Exercises to complete:
1. List every sentence in the post on Bayesian updating that ends with a question mark.
2. Please summarize the post on Bayesian updating in two sentences.
3. Quote the passage of the post on Bayesian updating between "You may also" and "rule actually optimizing?", inclusive.

Selected excerpt:
---+---

In what sense is Bayesian updating optimal?

Minimizing Surprise Leads to Bayes' Rule

June 20, 2025

You may have heard of Bayesian updating. We start with some prior beliefs, $p(\theta)$, we observe some data $D$, then we want to update our beliefs given this data;

\[q(\theta) = \frac{p(D\mid\theta) p(\theta)}{p(D)}\]

You may also have heard that Bayesian updating is “optimal.” But what does that mean? If something is optimal, it must be minimizing or maximizing a specific metric. So, what is Bayes’ rule actually optimizing?

It’s not minimizing the error of a single prediction. Rather, Bayesian updating is optimal in the sense that it minimizes the ‘distance’ from your prior beliefs while incorporating all the information from the data. The smallest step your prior will allow, the largest step the data supports.

---+---

Dataset entries:
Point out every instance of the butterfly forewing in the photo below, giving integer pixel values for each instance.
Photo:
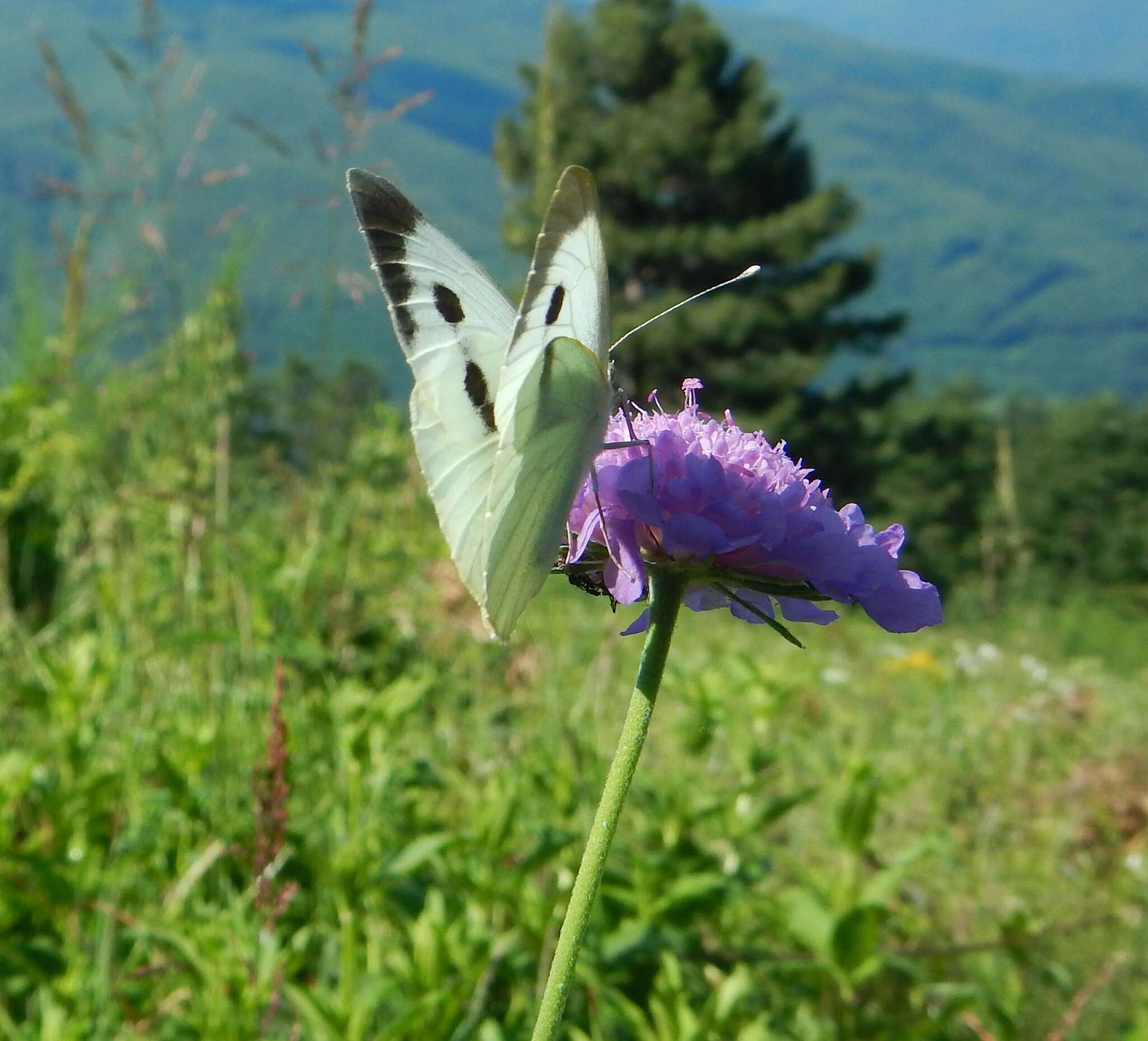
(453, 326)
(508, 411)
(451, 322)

---+---

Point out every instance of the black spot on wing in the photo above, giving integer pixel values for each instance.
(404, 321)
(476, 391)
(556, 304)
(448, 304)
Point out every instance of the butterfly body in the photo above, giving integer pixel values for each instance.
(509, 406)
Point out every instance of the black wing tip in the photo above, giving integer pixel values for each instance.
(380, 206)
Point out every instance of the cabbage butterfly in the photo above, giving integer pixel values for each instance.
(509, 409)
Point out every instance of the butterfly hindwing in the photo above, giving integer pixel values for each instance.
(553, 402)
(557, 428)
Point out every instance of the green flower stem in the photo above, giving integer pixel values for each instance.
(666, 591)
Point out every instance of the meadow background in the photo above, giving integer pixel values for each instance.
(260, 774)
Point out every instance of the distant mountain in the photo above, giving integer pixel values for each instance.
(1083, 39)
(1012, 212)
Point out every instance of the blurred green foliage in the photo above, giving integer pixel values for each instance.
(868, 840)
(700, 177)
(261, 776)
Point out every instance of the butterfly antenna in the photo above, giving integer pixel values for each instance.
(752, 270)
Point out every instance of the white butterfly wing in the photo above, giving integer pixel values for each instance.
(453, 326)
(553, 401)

---+---

Final results:
1.
1. In what sense is Bayesian updating optimal?
2. But what does that mean?
3. So, what is Bayes’ rule actually optimizing?

2. Bayesian updating starts from prior beliefs and revises them after observing data, and it is often called optimal, which raises the question of what it optimizes. It does not minimize the error of a single prediction; instead, it minimizes the distance from the prior beliefs while incorporating all the information from the data.

3.
You may also have heard that Bayesian updating is “optimal.” But what does that mean? If something is optimal, it must be minimizing or maximizing a specific metric. So, what is Bayes’ rule actually optimizing?